Crash and rmon threads disabled

The crash thread is used when the game crashes, and rmon is used for debugging with a host computer. They typically don't spend any CPU time at all, but disabling them means their stack allocations can be removed which frees up more memory for other performance improvements. This saves approximately 8KB.

Unused VI modes removed

Nintendo's library contains several dozen video mode configurations, but only four of them are used by PD. PDHP deletes the configuration for the unused modes which saves approximately 4KB.

Camdraw removed

Camdraw code contains mostly unused code. They are functions for editing Perfect Head photos. Removing them frees up more memory.

Room preloading

The retail game loads room graphics data on the fly, based on rooms near the player and the direction they're looking. These rooms are then unloaded when not needed. When loading a room, the game uses a blocking DMA call which results in a lag frame (or a few if loading several rooms). There's extra processing associated with this as well, such as unzipping the graphics data and scanning the display lists.

For all stages except the Area 51 stages, PDHP loads all rooms during stage load and bypasses the "what rooms should I load" code. This gives a much more consistent frame rate. For the Area 51 stages, there is not enough memory to load all rooms at the same time (it would require around 1.5MB) so the original "load on the fly" method is used for those stages.

Weapon preloading

In the retail game, when you change weapons it has to load the model and textures for the gun, hands and ammo casing. Each load is done using a blocking DMA call. They are split over several frames, so changing weapons results in a few laggy frames.

PDHP preloads all this data for the stage's natural weapons so they don't have to be loaded on the fly. Weapons that are given via cheats are not preloaded and will be loaded on the fly as usual. This means changing weapons is relatively quick and doesn't create any lag.

Room visibility scripts replaced

Some stages have a bytecode script that overrides room visibility based on which rooms the player is in. The bytecode is interpreted by the C engine on every frame.

PDHP removes the scripting entirely and implements the custom visibility logic directly in C.

AI: dprint command removed

All AI commands have a fixed-length, with the exception of the dprint command. The dprint command takes a variable-length string and prints it to the developer's console.

PDHP removes all uses of the command, which allows it to optimise the "how long is this command" function. In fact it's no longer a function at all, but a direct lookup into an array.

AI: Pointers for AI offsets

Characters keep track of where they are in their AI processing by storing a pointer to their current AI "list", as well as an integer byte offset within that list. These have to be added together to read their current command, and then again for the next commnd and so on.

PDHP changes the aioffset value to be a pointer as well so it can be read directly, thus skipping the addition on each command invocation.

AI: Preprocessing gotos and labels

In the retail game, AI command lists have a "label" command which is just a marker in the command list. Other commands can conditionally or unconditionally jump to a label. To implement this, the C engine has to iterate through the commands to find the label.

PDHP changes this so the goto statements specify a byte offset instead, and the labels are removed. When taking a branch, the C engine can now jump directly to the offset instead of searching for the label. This is achieved by preprocessing and rewriting each AI list during stage load.

EXERCISE 1>
Find each line of the listing that contains the word "pendant" and copy it out.
The passage and the listing are unrelated to each other.

DATA EXCERPTS>
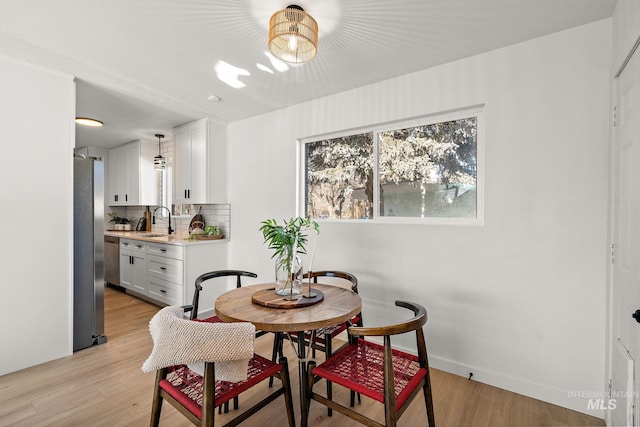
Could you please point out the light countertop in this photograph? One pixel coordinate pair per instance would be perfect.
* * *
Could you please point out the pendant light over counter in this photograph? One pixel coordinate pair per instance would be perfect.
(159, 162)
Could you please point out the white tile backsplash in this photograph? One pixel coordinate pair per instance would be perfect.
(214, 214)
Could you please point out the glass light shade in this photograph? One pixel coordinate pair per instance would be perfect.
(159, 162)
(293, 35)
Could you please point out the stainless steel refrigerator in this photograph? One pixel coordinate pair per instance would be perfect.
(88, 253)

EXERCISE 2>
Please repeat the stretch of the passage from "In the retail game, when" through "on every frame." word for word.

CORRECT RESPONSE 1>
Could you please point out the pendant light over counter in this photograph? One pixel coordinate pair per instance would be perfect.

CORRECT RESPONSE 2>
In the retail game, when you change weapons it has to load the model and textures for the gun, hands and ammo casing. Each load is done using a blocking DMA call. They are split over several frames, so changing weapons results in a few laggy frames.

PDHP preloads all this data for the stage's natural weapons so they don't have to be loaded on the fly. Weapons that are given via cheats are not preloaded and will be loaded on the fly as usual. This means changing weapons is relatively quick and doesn't create any lag.

Room visibility scripts replaced

Some stages have a bytecode script that overrides room visibility based on which rooms the player is in. The bytecode is interpreted by the C engine on every frame.